→ DOCUMENT SEGMENT:
--- START ---

If AI feels overhyped now, Eric Schmidt suggests that businesses should brace themselves — the real disruption hasn’t even begun yet.

In an interview with Professor Graham Allison at the John F. Kennedy Jr. Forum at Harvard University on Monday, the former Google CEO pushed back on the idea that AI’s rapid growth is a speculative bubble, saying that the technology is actually under-hyped.

“If anything, it’s under-hyped because you are fundamentally automating businesses,” he said.

The real transformation, he said, is happening deep inside companies, where AI systems are beginning to take over the “boring” tasks that quietly consume billions in corporate spending.

The biggest gains, he suggested, will come from automating the backbone of corporate work: the repeatable, time-consuming processes buried deep inside every organization.

The former Google chief listed billing, accounting, product design, delivery, and inventory management as examples of this.

“There’s an awful lot there — it’s extraordinary,” he said, pointing to areas like medicine, climate solutions, and engineering as sectors where automation could accelerate breakthroughs.

Schmidt, who helped steer Google’s early investments in AI and later co-authored a book on AI with Henry Kissinger, implied the technology’s economic impact will be far larger than markets or executives appreciate.

Still, not everyone agrees with that perspective. Some economists are sounding alarm bells that the AI boom is overheated.

--- END ---

→ TASKS TO PERFORM:
- A) Answer these questions using the text on Eric Schmidt's views about AI:
(i) With whom, and at which forum, was Schmidt interviewed?
(ii) Which corporate processes did Schmidt list as examples of work that AI could automate?
(iii) With whom did Schmidt co-author a book on AI?
- B) Extend the text on Eric Schmidt's views about AI, beginning after its final sentence.

→ GIVEN ENTRIES:
--- START ---

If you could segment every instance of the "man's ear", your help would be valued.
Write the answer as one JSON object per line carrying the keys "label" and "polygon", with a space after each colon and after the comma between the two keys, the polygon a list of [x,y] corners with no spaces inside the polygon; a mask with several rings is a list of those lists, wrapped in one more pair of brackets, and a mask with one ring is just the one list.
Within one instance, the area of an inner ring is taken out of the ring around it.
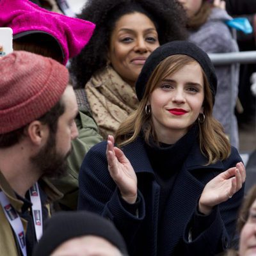
{"label": "man's ear", "polygon": [[26,132],[31,142],[40,145],[44,143],[48,137],[48,125],[43,124],[38,120],[31,122],[28,126]]}

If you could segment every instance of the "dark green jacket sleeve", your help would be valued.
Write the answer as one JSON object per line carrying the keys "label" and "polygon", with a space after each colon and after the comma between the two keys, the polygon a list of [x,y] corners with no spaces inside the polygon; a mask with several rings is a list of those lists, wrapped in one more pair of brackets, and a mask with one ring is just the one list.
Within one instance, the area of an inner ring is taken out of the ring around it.
{"label": "dark green jacket sleeve", "polygon": [[68,157],[67,175],[53,180],[54,186],[64,195],[56,205],[57,210],[76,210],[80,166],[89,149],[103,140],[95,122],[85,107],[79,108],[76,122],[79,136],[72,142],[72,152]]}

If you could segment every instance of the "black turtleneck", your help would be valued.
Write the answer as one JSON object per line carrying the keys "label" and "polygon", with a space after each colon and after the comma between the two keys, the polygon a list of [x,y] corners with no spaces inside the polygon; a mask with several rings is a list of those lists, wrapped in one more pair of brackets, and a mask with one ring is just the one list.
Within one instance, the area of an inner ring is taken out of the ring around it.
{"label": "black turtleneck", "polygon": [[180,171],[185,159],[197,138],[198,127],[196,125],[173,145],[160,143],[156,145],[152,140],[145,144],[145,149],[160,185],[159,220],[161,220],[166,201],[172,192],[176,177]]}

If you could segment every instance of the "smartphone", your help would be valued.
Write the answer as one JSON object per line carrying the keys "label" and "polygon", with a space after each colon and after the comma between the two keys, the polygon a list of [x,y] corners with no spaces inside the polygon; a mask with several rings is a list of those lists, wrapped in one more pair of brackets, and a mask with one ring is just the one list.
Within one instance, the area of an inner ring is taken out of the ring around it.
{"label": "smartphone", "polygon": [[12,29],[10,28],[0,28],[0,56],[12,51]]}

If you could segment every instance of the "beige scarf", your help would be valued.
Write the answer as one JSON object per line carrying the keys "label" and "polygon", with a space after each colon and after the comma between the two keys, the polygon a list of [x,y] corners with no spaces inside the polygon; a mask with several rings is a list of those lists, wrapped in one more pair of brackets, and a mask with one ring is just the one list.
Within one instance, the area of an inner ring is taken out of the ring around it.
{"label": "beige scarf", "polygon": [[135,87],[111,67],[95,74],[85,85],[88,101],[104,138],[113,134],[138,106]]}

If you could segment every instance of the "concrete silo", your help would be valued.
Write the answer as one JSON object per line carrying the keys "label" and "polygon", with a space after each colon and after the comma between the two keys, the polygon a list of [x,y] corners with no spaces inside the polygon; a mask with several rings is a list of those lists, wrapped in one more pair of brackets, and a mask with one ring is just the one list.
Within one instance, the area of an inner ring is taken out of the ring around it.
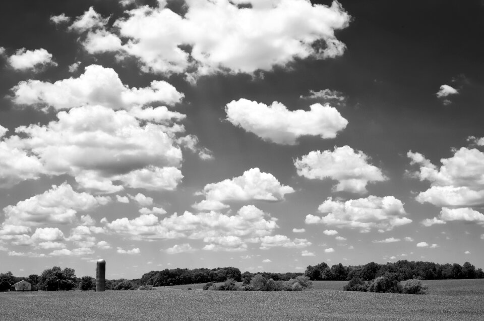
{"label": "concrete silo", "polygon": [[106,286],[106,261],[102,258],[96,263],[96,292],[104,292]]}

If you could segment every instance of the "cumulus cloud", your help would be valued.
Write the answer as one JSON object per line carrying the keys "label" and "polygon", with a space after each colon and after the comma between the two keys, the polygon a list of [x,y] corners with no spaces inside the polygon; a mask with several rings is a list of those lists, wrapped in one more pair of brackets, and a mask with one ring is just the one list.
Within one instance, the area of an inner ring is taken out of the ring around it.
{"label": "cumulus cloud", "polygon": [[178,239],[203,240],[206,250],[241,250],[245,242],[259,242],[278,226],[271,218],[254,205],[245,206],[235,215],[215,211],[194,215],[186,211],[160,219],[153,214],[142,214],[131,220],[104,222],[109,230],[134,239]]}
{"label": "cumulus cloud", "polygon": [[280,201],[284,199],[286,194],[294,191],[290,186],[281,184],[272,174],[261,172],[260,170],[256,168],[246,171],[241,176],[207,184],[202,193],[210,202],[201,202],[195,204],[195,206],[221,206],[219,203],[212,202],[212,201],[223,202],[252,199]]}
{"label": "cumulus cloud", "polygon": [[431,226],[435,224],[445,224],[448,222],[460,221],[475,223],[484,225],[484,214],[474,210],[470,207],[449,208],[442,207],[438,217],[427,219],[422,221],[425,226]]}
{"label": "cumulus cloud", "polygon": [[71,18],[66,16],[66,14],[60,14],[58,16],[51,16],[50,21],[55,25],[67,23],[71,21]]}
{"label": "cumulus cloud", "polygon": [[136,196],[128,194],[130,198],[136,201],[142,206],[150,206],[153,204],[153,198],[147,196],[144,194],[138,193]]}
{"label": "cumulus cloud", "polygon": [[323,231],[323,234],[326,235],[335,235],[338,234],[338,231],[334,230],[325,230]]}
{"label": "cumulus cloud", "polygon": [[57,63],[52,60],[52,54],[43,48],[35,50],[22,48],[9,57],[8,61],[12,68],[21,71],[48,65],[57,66]]}
{"label": "cumulus cloud", "polygon": [[[143,126],[125,111],[101,106],[74,108],[57,117],[58,121],[46,125],[17,128],[22,137],[11,136],[4,140],[6,145],[30,152],[32,156],[23,157],[40,162],[41,173],[67,174],[82,187],[103,192],[117,192],[124,186],[172,190],[183,177],[177,168],[182,151],[163,125]],[[115,181],[122,185],[114,185]]]}
{"label": "cumulus cloud", "polygon": [[410,150],[407,153],[411,164],[419,166],[414,176],[431,183],[431,187],[416,199],[443,207],[484,204],[484,152],[466,147],[453,152],[452,157],[440,160],[440,168],[419,153]]}
{"label": "cumulus cloud", "polygon": [[393,243],[395,242],[400,242],[400,239],[396,239],[394,237],[390,237],[387,239],[385,239],[384,240],[381,240],[379,241],[377,241],[377,240],[372,241],[373,243]]}
{"label": "cumulus cloud", "polygon": [[117,249],[116,250],[116,252],[119,254],[140,254],[141,251],[140,250],[140,249],[138,247],[134,248],[131,250],[125,250],[120,247],[118,247]]}
{"label": "cumulus cloud", "polygon": [[103,18],[96,12],[94,7],[90,7],[82,16],[77,17],[69,29],[82,32],[94,28],[102,28],[107,23],[109,18]]}
{"label": "cumulus cloud", "polygon": [[195,250],[195,249],[192,248],[190,246],[190,244],[186,243],[180,245],[175,244],[171,247],[169,247],[165,250],[165,251],[168,254],[177,254],[178,253],[184,253],[185,252],[193,252]]}
{"label": "cumulus cloud", "polygon": [[227,120],[264,140],[294,145],[303,136],[334,138],[346,128],[348,121],[329,104],[315,103],[309,111],[289,111],[274,101],[270,106],[246,99],[232,100],[225,106]]}
{"label": "cumulus cloud", "polygon": [[78,211],[91,210],[110,201],[108,197],[76,192],[65,183],[52,185],[42,194],[5,207],[5,223],[31,226],[47,223],[72,223]]}
{"label": "cumulus cloud", "polygon": [[439,91],[435,94],[439,98],[442,98],[443,97],[447,97],[449,95],[455,95],[458,93],[459,93],[459,91],[455,88],[453,88],[448,85],[442,85],[440,86]]}
{"label": "cumulus cloud", "polygon": [[[104,50],[136,58],[146,72],[185,73],[191,77],[253,74],[295,59],[331,58],[344,51],[346,46],[334,33],[346,28],[350,17],[337,2],[328,7],[306,0],[250,1],[243,3],[251,8],[239,8],[242,3],[189,0],[182,15],[167,8],[165,1],[159,1],[157,8],[138,7],[108,31],[126,39],[120,47]],[[91,8],[70,29],[108,31],[106,19]],[[83,43],[88,49],[89,42]]]}
{"label": "cumulus cloud", "polygon": [[277,234],[273,236],[267,236],[261,238],[261,249],[267,250],[272,247],[282,246],[288,248],[301,248],[311,245],[306,239],[290,239],[285,235]]}
{"label": "cumulus cloud", "polygon": [[333,190],[363,194],[369,183],[388,180],[381,170],[368,164],[370,157],[349,146],[333,151],[313,151],[294,163],[297,175],[310,179],[330,178],[339,181]]}
{"label": "cumulus cloud", "polygon": [[313,253],[308,251],[307,250],[304,250],[302,252],[301,252],[301,256],[316,256],[316,255]]}
{"label": "cumulus cloud", "polygon": [[304,99],[318,99],[329,101],[337,104],[343,103],[346,99],[342,92],[329,89],[322,89],[319,91],[310,90],[309,92],[310,94],[309,95],[301,95],[300,98]]}
{"label": "cumulus cloud", "polygon": [[[179,102],[184,94],[163,80],[154,80],[149,87],[129,88],[111,68],[91,65],[78,78],[54,83],[29,80],[12,88],[13,101],[18,104],[51,106],[68,109],[86,105],[102,105],[114,110],[131,109],[134,106],[159,102],[168,105]],[[183,119],[184,115],[163,110],[167,119]]]}
{"label": "cumulus cloud", "polygon": [[319,206],[318,210],[326,215],[308,215],[305,221],[307,224],[321,224],[368,232],[374,228],[390,231],[412,222],[403,216],[406,214],[403,203],[393,196],[370,196],[345,202],[333,201],[332,198],[328,197]]}

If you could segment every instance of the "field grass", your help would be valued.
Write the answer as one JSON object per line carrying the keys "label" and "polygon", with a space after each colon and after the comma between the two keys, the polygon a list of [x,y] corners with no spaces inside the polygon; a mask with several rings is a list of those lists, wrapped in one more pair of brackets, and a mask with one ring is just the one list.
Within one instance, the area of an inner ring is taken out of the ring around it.
{"label": "field grass", "polygon": [[479,320],[479,296],[329,290],[0,293],[2,320]]}

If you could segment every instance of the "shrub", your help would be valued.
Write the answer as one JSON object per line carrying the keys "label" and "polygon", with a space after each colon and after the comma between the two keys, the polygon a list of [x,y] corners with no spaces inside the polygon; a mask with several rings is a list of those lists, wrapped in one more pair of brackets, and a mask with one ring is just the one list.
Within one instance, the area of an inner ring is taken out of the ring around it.
{"label": "shrub", "polygon": [[353,278],[348,284],[343,287],[343,291],[357,291],[362,292],[366,292],[368,285],[360,278],[355,277]]}
{"label": "shrub", "polygon": [[240,290],[240,287],[235,283],[233,279],[227,279],[225,283],[220,286],[217,290],[221,291],[237,291]]}
{"label": "shrub", "polygon": [[206,283],[205,285],[203,286],[203,289],[205,290],[208,290],[212,285],[213,285],[213,282],[208,282],[208,283]]}
{"label": "shrub", "polygon": [[385,273],[372,281],[368,291],[370,292],[402,293],[401,286],[398,279],[393,274],[390,273]]}
{"label": "shrub", "polygon": [[429,285],[416,279],[402,282],[402,293],[408,294],[428,294]]}

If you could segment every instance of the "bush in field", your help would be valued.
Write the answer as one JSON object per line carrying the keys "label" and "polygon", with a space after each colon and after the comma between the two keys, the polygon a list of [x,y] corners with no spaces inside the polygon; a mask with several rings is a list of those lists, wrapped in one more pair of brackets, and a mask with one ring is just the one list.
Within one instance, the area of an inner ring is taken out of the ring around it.
{"label": "bush in field", "polygon": [[396,275],[392,273],[385,273],[378,277],[370,284],[368,291],[370,292],[382,292],[387,293],[402,293],[401,286]]}
{"label": "bush in field", "polygon": [[212,285],[213,285],[213,282],[208,282],[206,283],[205,285],[203,286],[203,289],[205,290],[208,290]]}
{"label": "bush in field", "polygon": [[428,294],[429,285],[416,279],[407,280],[402,283],[402,293],[408,294]]}
{"label": "bush in field", "polygon": [[225,283],[217,289],[221,291],[237,291],[240,289],[240,287],[237,285],[233,279],[227,279]]}
{"label": "bush in field", "polygon": [[357,277],[355,277],[349,280],[348,284],[343,287],[343,290],[364,292],[366,292],[368,287],[368,285],[364,281]]}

--- END ---

→ RESPONSES PER TASK:
- A)
(i) Schmidt was interviewed by Professor Graham Allison at the John F. Kennedy Jr. Forum at Harvard University.
(ii) He listed billing, accounting, product design, delivery, and inventory management.
(iii) He co-authored the book with Henry Kissinger.

- B)
In an interview this week, renowned economist Ruchir Sharma said the AI surge displays all four traits of a classic bubble and could unravel if interest rates rise, while tech leaders such as Sam Altman and Bill Gates have cautioned that parts of the market resemble the dot-com era.

Far beyond coding

To illustrate how quickly AI capabilities are advancing, Schmidt described watching an AI system generate an entire software program.

“Holy crap. The end of me,” he said.

“I’ve been doing programming for 55 years. To see something start and end in front of your own life is really profound,” he added.

However, he said that AI’s long-term upside extends far beyond coding.

From back-office workflows to logistics and scientific discovery, Schmidt believes the automation curve is still in its early stages of scaling and that Wall Street is underestimating the magnitude of the shift.

“The reason people are spending this amount of money,” he said, “is to automate the boring parts of their business.”